*** RECORDS SUPPLIED

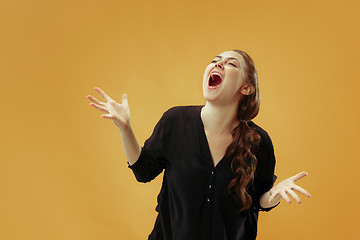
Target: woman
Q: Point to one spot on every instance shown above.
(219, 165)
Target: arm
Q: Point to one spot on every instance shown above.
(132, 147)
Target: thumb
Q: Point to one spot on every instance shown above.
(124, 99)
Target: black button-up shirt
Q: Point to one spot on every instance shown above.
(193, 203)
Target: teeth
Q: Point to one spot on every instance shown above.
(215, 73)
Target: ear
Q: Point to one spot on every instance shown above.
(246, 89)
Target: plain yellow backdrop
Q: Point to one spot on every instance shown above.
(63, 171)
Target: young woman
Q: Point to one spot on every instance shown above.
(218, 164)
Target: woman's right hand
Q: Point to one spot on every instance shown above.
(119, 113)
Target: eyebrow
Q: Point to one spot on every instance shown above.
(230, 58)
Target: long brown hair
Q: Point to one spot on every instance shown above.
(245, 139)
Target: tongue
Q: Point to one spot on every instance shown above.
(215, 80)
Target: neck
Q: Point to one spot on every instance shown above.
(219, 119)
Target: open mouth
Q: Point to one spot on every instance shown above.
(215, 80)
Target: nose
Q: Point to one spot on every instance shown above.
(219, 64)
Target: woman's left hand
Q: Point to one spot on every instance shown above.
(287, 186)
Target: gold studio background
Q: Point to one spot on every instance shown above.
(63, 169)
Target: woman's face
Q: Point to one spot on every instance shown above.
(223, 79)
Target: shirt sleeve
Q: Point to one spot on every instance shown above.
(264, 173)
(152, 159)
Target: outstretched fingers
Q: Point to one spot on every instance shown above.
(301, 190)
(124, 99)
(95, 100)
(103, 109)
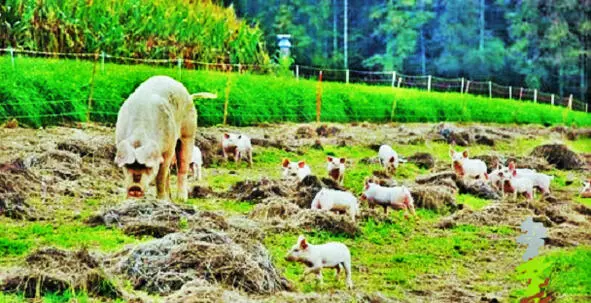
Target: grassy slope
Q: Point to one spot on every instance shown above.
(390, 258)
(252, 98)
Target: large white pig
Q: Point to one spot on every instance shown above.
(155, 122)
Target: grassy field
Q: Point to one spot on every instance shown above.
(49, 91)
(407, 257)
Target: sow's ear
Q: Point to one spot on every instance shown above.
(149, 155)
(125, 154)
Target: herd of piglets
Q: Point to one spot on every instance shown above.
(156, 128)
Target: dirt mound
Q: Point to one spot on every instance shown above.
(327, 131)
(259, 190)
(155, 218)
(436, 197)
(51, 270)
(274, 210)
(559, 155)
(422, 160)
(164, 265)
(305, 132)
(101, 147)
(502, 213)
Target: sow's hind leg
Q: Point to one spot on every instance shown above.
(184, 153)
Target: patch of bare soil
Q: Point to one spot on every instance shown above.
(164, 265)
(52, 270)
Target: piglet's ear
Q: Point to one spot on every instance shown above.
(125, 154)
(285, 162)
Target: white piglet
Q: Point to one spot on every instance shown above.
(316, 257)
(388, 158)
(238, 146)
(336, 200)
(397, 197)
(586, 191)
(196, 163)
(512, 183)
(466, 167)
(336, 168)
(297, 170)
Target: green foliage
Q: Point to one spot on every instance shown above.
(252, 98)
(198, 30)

******
*** RECORDS SUPPLIED

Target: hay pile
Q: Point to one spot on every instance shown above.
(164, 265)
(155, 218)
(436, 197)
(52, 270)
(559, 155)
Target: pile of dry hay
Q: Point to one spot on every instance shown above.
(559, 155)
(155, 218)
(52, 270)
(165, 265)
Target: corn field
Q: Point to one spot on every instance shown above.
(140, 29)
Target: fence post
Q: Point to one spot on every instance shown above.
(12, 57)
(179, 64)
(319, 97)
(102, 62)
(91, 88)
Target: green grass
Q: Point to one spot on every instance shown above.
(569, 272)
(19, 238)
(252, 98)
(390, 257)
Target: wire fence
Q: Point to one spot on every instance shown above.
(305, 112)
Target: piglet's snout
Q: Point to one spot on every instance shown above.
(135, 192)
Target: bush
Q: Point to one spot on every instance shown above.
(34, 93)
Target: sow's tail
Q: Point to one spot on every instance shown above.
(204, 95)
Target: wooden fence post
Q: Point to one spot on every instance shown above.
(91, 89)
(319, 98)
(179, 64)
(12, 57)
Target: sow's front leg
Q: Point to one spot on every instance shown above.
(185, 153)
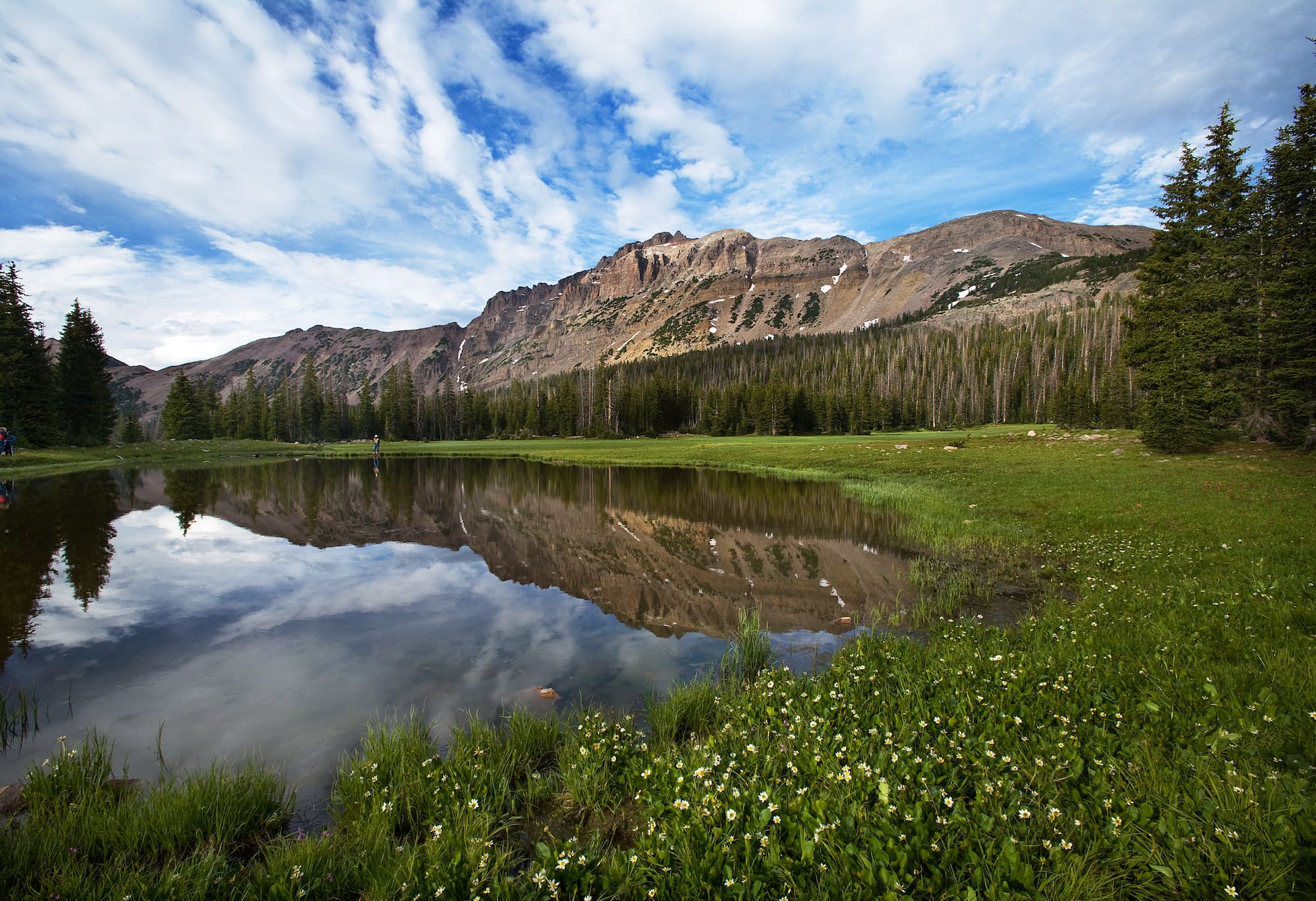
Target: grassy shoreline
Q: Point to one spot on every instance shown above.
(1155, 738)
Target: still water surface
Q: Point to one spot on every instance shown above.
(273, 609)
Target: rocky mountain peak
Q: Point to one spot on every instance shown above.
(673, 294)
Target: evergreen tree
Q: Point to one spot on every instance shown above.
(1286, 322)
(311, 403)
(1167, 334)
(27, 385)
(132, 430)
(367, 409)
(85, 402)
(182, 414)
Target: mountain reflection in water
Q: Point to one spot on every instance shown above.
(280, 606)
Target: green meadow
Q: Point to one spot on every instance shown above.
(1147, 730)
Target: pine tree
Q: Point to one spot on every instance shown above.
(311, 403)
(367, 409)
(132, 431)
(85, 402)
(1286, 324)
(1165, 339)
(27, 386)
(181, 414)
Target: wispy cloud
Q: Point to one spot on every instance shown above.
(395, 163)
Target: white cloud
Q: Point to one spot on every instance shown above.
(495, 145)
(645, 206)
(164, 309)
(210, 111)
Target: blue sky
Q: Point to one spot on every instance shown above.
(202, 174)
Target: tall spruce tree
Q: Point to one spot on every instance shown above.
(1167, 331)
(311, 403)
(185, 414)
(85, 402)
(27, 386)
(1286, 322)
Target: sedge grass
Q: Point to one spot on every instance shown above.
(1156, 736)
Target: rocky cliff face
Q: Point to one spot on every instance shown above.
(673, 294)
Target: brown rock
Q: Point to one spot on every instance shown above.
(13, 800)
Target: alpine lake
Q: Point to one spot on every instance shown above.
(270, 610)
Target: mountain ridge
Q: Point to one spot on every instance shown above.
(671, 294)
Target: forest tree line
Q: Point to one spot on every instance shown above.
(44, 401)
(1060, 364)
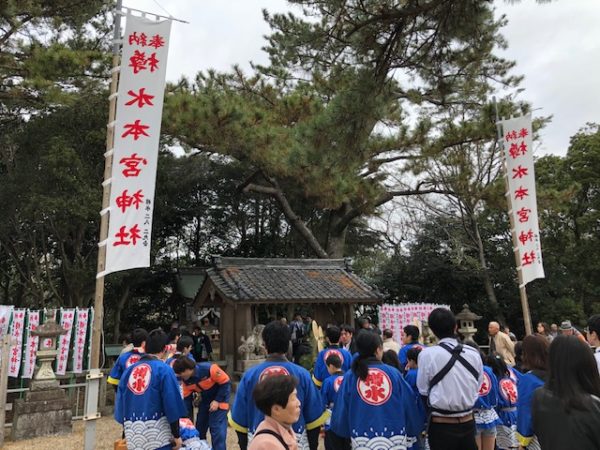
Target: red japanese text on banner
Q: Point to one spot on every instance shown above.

******
*** RECORDS SUPPLIED

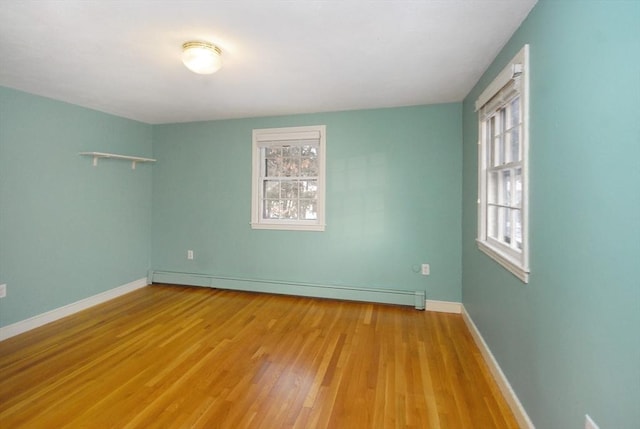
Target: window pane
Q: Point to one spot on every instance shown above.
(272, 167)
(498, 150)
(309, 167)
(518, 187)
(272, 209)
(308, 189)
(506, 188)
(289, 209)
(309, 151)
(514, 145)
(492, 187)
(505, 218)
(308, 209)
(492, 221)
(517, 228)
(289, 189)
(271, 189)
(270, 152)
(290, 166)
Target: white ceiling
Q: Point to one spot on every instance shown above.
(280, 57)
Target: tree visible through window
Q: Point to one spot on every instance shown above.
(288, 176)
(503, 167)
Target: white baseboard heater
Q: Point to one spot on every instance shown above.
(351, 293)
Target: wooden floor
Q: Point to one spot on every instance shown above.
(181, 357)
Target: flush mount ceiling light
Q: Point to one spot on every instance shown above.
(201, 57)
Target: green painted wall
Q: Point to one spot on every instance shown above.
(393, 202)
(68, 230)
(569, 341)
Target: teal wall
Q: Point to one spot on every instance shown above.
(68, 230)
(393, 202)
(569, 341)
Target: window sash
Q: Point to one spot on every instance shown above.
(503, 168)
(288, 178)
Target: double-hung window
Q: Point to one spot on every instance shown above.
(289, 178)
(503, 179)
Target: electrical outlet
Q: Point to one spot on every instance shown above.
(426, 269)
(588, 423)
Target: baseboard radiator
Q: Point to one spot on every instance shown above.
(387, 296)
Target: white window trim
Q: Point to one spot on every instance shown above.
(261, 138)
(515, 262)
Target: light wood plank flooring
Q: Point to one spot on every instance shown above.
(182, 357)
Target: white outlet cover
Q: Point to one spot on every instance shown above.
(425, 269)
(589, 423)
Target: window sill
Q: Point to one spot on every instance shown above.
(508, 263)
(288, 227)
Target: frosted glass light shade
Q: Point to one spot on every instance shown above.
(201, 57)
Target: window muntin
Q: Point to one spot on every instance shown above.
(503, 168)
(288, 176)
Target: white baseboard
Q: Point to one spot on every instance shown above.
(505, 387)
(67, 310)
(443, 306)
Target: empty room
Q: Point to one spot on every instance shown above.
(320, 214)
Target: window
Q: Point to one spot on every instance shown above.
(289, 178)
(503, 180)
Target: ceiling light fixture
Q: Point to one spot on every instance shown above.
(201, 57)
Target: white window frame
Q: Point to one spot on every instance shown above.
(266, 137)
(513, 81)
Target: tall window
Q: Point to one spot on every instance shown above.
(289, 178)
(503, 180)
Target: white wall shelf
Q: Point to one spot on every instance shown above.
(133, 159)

******

#### AIM OF THE TASK
Please count the lines in the material above that contain the string "baseboard" and give only that number.

#### ANSWER TO THIS EXERCISE
3